#### [Extract]
╭──

Senator of the Republic of Indonesia from Gorontalo
- In office October 1, 2009 – October 27, 2016 Serving with List Rahmiyati Jahja (2009–2019); Elnino Mohi (2009–2014); Budi Doku (2009–2014); Abdurrahman Abubakar Bahmid (2014–2019); Dewi Sartika Hemeto (2014–2019); ;
- Preceded by: 2004–2009 period Nani Tuloli; Amir Adam; Roeland Niode; A.D. Khaly;
- Succeeded by: A.D. Khaly
- Majority: 158,904 (2009) 185,079 (2014)

Personal details
- Education: SMA Negeri 34 Jakarta (1985–1988); Institute of Social and Political Science Jakarta (1989);
- Occupation: Politician; socialite; senator; businessperson;

Indonesian Democratic Party of Struggle candidate for Governor of Gorontalo
- Election date February 15, 2017
- Running mate: Tonny S. Junus
- Opponent(s): Rusli Habibie (Golkar) Zainuddin Hasan (PAN)
- Incumbent: Rusli Habibie

Personal details
- Born: Hana Hasanah Shahab September 1, 1969 (age 56) Jakarta, Indonesia
- Party: United Development Party (2018–present)

╰──

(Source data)
╭──

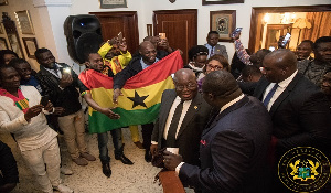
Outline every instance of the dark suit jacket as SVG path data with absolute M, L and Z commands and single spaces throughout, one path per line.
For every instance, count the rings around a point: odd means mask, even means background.
M 266 156 L 271 128 L 263 104 L 244 96 L 203 131 L 201 168 L 184 163 L 179 178 L 203 192 L 267 193 Z
M 270 83 L 263 79 L 254 96 L 261 100 Z M 331 115 L 327 97 L 309 79 L 298 73 L 269 111 L 273 136 L 278 138 L 278 156 L 295 147 L 314 147 L 330 151 Z M 325 151 L 324 151 L 325 152 Z
M 159 149 L 164 146 L 162 144 L 164 127 L 175 97 L 177 94 L 174 89 L 167 89 L 163 92 L 160 114 L 152 133 L 152 141 L 158 142 Z M 183 119 L 175 142 L 179 147 L 179 154 L 181 154 L 183 160 L 188 163 L 195 165 L 200 164 L 199 141 L 201 139 L 202 130 L 207 122 L 211 108 L 212 107 L 202 98 L 202 95 L 197 93 Z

╰──

#### [Tasks and exercises]
1. In the infobox, who is listed as the running mate for the Governor of Gorontalo candidacy?
2. Extract the infobox text between "Senator of the" and "Zainuddin Hasan (PAN)", inclusive.

#### [Responses in order]
1. Tonny S. Junus

2.
Senator of the Republic of Indonesia from Gorontalo
- In office October 1, 2009 – October 27, 2016 Serving with List Rahmiyati Jahja (2009–2019); Elnino Mohi (2009–2014); Budi Doku (2009–2014); Abdurrahman Abubakar Bahmid (2014–2019); Dewi Sartika Hemeto (2014–2019); ;
- Preceded by: 2004–2009 period Nani Tuloli; Amir Adam; Roeland Niode; A.D. Khaly;
- Succeeded by: A.D. Khaly
- Majority: 158,904 (2009) 185,079 (2014)

Personal details
- Education: SMA Negeri 34 Jakarta (1985–1988); Institute of Social and Political Science Jakarta (1989);
- Occupation: Politician; socialite; senator; businessperson;

Indonesian Democratic Party of Struggle candidate for Governor of Gorontalo
- Election date February 15, 2017
- Running mate: Tonny S. Junus
- Opponent(s): Rusli Habibie (Golkar) Zainuddin Hasan (PAN)